(What is asked): Reproduce each of the following records word for word, without changing anything.

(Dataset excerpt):
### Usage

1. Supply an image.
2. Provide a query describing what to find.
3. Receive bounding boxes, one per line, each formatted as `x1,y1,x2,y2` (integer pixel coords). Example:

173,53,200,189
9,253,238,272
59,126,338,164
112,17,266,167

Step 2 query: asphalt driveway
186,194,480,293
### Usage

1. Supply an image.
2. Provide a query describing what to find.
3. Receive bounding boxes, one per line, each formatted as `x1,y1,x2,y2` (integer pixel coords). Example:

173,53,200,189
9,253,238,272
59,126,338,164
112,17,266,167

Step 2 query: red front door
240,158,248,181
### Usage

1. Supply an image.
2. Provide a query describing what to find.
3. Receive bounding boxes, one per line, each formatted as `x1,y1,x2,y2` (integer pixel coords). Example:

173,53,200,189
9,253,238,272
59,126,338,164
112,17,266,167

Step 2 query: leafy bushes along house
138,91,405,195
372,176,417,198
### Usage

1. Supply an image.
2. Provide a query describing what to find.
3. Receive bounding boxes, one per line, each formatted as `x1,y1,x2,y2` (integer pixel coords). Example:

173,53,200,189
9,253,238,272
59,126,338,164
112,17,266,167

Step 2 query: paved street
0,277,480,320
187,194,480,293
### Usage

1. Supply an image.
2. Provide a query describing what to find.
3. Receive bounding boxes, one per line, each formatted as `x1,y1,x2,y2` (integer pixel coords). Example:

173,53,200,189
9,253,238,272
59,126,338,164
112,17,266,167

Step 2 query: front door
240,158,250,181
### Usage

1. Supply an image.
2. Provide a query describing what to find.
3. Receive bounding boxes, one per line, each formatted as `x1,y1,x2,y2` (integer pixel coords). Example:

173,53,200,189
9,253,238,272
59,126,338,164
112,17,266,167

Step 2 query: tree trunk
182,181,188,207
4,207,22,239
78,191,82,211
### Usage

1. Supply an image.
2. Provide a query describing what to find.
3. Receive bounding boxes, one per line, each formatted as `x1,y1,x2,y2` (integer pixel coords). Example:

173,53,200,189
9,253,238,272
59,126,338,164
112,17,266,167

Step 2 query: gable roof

(Finished exercise):
### Usage

1. Supply an image.
2. Provide a query describing what to find.
3. Receive bounding boxes, one per line, each formatted as `x1,y1,x2,y2` (integer pixel coords). Example:

173,53,200,189
9,253,238,272
59,126,338,164
112,17,266,167

Step 2 query: asphalt driveway
186,194,480,293
### Usage

1. Supply an image.
2. Provide a query describing what to find.
3. Receive bounding boxes, one per line, each formatted as `x1,y1,x2,y2` (integer pixel coords). Example:

173,53,200,189
9,253,238,272
59,126,338,164
112,17,266,167

Step 2 query: red front door
240,158,248,181
### Usage

1. Supply an image.
2. Provide a query describing what to find.
3. Receive bounding boxes, one per line, each formatted as `x1,y1,x2,y2` (integer pixel coords). Example:

173,53,200,189
9,253,238,272
59,126,338,164
112,17,266,167

Step 2 query: leafy bushes along house
138,91,405,195
372,176,417,198
### Usage

1. Supply an image.
2. Provide a query describing what to find.
3. Receive bounding boxes, one per line, each formatted as `x1,y1,x2,y2` (integer pixel coords). Example:

173,53,200,189
9,253,238,272
59,126,338,164
112,17,266,167

Step 2 query: paved street
0,277,480,320
187,194,480,293
### Usage

1. Supply an image.
2. Provide a query describing what to find.
3. Receive bounding boxes, one per line, each formatted as `x1,y1,x2,y2` (integer pixel coords). Example:

173,53,200,189
9,253,238,272
59,126,338,164
112,17,266,167

Step 2 query: front door
240,158,250,181
### Usage

1. Supply an image.
2. Provide a query describing what to find.
3. Receive bounding boxes, one per line, each formatted as `x1,y1,x2,y2` (integer pixel coords). Example:

173,53,200,189
9,253,238,272
59,126,338,164
112,17,266,167

Step 2 query: tree trunk
182,181,188,207
4,207,22,239
78,191,82,211
### Usage

1. Supply an image.
2. Provide a query describing what to find.
3. Receive bounding boxes, one per line, each formatted as `x1,y1,x2,y2` (integer pixel coords). Example:

173,53,200,189
9,253,238,272
59,126,338,164
112,17,266,167

Step 2 query: gable roof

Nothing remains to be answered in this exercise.